▶ _TEXT PASSAGE_:
◆ ◆ ◆ ◆ ◆ ◆ ◆

It is now that Lear begins to question not only his reason and thereby his sanity but he also questions his own identity.  Lear says “Does any here know me? This is not Lear. / Does Lear walk thus, speak thus? Where are his eyes” (1.4.191-192)?  Recall Ecclesiastes when Solomon states “The wise man’s eyes are in his head; but the fool walketh in darkness.”   Lear is making the same comparison as Solomon in these lines, the wise man like the person with sight and the fool who is blind.  This also is a foreshadowing of Lear and Gloucester who will illustrate this wisdom of folly paradox at the same time yet in different ways.  Lear will have his sight but will succumb to insanity while Gloucester will be completely lucid yet at the same time blind.  Furious and saddened by the treatment of his daughter Lear sets out to the castle of his second daughter Regan. 

By the end of Act II Lear declares “O Fool, I shall go mad!”(2.2.451) and will have begun to fulfill the last part of this passage:  “As it happeneth to the fool, so it happeneth even to me…there is no remembrance of the wise more than of the fool for ever…And how dieth the wise man? as the fool.”

Solomon now turns in his discourse to the subject of injustice and death.

◆ ◆ ◆ ◆ ◆ ◆ ◆

▶ _DATASET CONTENT_:

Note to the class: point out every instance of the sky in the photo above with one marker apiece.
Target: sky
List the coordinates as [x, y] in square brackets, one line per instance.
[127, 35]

◆ ◆ ◆ ◆ ◆ ◆ ◆

▶ _REQUIRED TASKS_:
1. In the King Lear passage, where does Lear go after being angered and saddened by how his daughter treats him?
2. Write the next part of the King Lear passage, picking up right after its last sentence.
The lines that come after the King Lear passage are separate material, not part of it.

▶ _THE REPLIES_:
1. He sets out for the castle of his second daughter, Regan.

2.
And moreover I saw under the sun the place of judgment, that wickedness was there; and the place of righteousness, that iniquity was there.  I said in mine heart, God shall judge the righteous and the wicked: for there is a time there for every purpose and for every work.  I said in mine heart concerning the estate of the sons of men, that Godmight manifest them, and that they might see that they themselves are beasts…So I returned, and considered all the oppressions that are done under the sun: and behold the tears of such as were oppressed, and they had no comforter; and on the sideof their oppressors there was power; but they had no comforter.  Wherefore I praised the dead which are already dead more than the living which are yet alive. Yea, better is he than both they, which hath not yet been, who hath not seen the evil work that is done under the sun.[7]

In this passage Solomon contrast what he believed to be true about justice with what he now perceives to be reality.  He once believed that God reward the righteous and likewise punish the wicked.  However what he observed was just the opposite.  He realized that the oppressed had no one to comfort them and those that had the ability to provide them comfort, the oppressors, failed to do so. 

After receiving similar treatment from his second daughter Lear bursts out in the middle of a raging storm to begin his own lonely journey in the world which now made no sense to him.  The thing that Lear keeps thinking about during this mad wandering is the treatment that he received from his cruel and unjust daughters.  As the Fool tells Kent who is calling for them in the storm there is no one there but “a wise man and a fool” (3.2.39-40) but it nearly impossible at this point tool distinguish which one is Lear and which one is the King’s court jester.  Kent declares that man’s nature cannot possibly bare the storm in which Lear is now suffering (3.2.47-48).  The irony is apparent at that moment but there is also irony in this statement which has yet to be revealed.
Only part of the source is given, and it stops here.